Record set: Begin
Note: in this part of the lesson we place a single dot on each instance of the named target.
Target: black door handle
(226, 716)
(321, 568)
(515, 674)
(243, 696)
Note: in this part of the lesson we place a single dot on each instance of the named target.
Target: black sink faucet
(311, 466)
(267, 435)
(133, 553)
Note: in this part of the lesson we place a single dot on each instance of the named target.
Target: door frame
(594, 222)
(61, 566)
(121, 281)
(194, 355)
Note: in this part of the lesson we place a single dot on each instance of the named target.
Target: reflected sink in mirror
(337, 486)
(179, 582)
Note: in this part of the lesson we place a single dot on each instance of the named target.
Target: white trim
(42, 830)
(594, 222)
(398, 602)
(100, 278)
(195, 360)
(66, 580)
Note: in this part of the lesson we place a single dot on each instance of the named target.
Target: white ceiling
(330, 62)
Record set: End
- [What this task involves]: Look for the line with "Target: white trim" in the listing above. Print it and each later line exactly, ending with the last line.

- [Written response]:
Target: white trim
(42, 830)
(594, 222)
(398, 602)
(100, 278)
(195, 360)
(66, 580)
Note: in this part of the lesson we place a single dot on each instance of the named target.
Target: white ceiling
(330, 62)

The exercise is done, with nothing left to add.